§ EXERCISE OBJECTIVE: Return every line below that contains the word "woman", treating case as significant.

┌─ DATA FOR PROCESSING

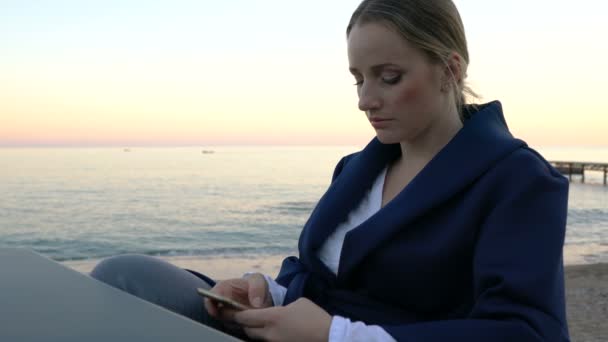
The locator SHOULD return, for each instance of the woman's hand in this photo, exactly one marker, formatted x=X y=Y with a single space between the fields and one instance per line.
x=251 y=290
x=301 y=320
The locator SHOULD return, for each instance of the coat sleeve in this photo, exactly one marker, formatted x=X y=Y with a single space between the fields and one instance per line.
x=518 y=274
x=292 y=266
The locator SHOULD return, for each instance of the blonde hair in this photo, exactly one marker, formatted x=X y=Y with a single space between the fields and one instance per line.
x=433 y=26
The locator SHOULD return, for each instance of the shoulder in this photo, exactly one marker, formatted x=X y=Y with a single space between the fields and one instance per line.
x=342 y=163
x=525 y=162
x=523 y=172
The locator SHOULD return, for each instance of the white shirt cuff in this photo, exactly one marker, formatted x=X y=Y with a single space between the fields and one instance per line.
x=277 y=291
x=342 y=329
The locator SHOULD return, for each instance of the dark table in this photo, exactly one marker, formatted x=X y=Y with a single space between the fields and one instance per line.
x=42 y=300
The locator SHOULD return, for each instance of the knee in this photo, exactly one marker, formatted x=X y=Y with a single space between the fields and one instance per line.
x=119 y=271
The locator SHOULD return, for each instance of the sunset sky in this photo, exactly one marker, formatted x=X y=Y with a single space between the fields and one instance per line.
x=165 y=73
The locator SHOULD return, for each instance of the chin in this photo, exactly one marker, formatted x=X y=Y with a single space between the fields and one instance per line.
x=388 y=139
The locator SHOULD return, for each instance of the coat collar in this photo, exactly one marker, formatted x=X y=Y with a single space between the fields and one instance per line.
x=482 y=141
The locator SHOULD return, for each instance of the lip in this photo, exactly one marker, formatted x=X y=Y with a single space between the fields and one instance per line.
x=379 y=122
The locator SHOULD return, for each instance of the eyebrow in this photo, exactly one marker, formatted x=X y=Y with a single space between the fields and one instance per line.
x=375 y=68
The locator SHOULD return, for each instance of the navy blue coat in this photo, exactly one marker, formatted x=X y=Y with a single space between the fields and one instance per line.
x=469 y=250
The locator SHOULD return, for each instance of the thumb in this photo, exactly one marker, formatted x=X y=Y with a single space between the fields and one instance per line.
x=257 y=290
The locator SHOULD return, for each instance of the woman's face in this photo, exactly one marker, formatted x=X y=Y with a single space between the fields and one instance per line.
x=399 y=89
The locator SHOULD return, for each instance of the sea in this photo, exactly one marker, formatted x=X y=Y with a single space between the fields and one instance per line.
x=222 y=201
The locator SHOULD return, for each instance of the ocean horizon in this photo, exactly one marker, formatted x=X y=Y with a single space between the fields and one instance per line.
x=79 y=203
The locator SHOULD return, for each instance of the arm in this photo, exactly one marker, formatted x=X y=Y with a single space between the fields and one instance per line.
x=518 y=272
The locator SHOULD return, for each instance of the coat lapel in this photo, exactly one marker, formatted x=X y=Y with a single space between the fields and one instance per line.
x=484 y=140
x=344 y=194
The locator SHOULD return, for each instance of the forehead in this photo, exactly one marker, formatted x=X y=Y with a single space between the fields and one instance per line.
x=374 y=43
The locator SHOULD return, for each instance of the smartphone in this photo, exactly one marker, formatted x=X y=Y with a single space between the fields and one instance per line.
x=221 y=299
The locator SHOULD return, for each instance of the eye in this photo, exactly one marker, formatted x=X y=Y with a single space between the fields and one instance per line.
x=391 y=79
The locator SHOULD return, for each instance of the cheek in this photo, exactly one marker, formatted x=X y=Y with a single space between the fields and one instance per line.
x=415 y=95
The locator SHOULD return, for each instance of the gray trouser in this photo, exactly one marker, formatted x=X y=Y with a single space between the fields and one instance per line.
x=159 y=282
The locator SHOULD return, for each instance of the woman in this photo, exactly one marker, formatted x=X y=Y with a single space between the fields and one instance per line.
x=444 y=227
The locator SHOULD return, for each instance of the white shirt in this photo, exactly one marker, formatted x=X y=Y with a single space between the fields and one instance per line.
x=342 y=329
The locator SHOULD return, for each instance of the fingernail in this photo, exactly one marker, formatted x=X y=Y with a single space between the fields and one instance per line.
x=256 y=302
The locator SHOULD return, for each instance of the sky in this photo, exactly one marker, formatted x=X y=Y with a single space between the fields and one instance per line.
x=256 y=72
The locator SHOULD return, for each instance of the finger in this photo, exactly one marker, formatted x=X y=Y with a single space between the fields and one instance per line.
x=253 y=318
x=226 y=313
x=211 y=307
x=257 y=290
x=257 y=333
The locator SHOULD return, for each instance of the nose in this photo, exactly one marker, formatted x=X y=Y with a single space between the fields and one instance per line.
x=368 y=99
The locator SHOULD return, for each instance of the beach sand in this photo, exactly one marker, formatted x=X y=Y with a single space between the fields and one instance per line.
x=586 y=287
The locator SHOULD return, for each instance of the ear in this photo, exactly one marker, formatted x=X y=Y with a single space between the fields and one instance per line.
x=452 y=71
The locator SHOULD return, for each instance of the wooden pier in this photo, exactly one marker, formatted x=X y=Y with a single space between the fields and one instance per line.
x=579 y=168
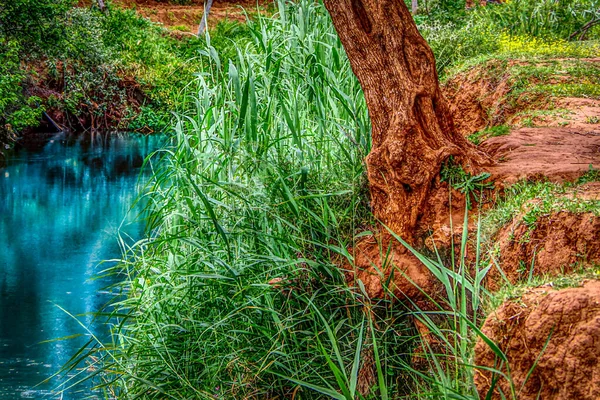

└─

§ REPLY:
The locator SHOULD return, for each instance of the woman's hand in this photo, exactly one marker, formatted x=X y=Y with a single space between the fields and one instance per line.
The locator SHOULD return, for each instance of the woman's face in this photo, exactly one marker, formatted x=X y=Y with a single space between the fields and one instance per line.
The locator SHOULD return, for each instance of the woman in this photo, exactly one marker, formatted x=X y=Y with a single space between the fields and one instance per line.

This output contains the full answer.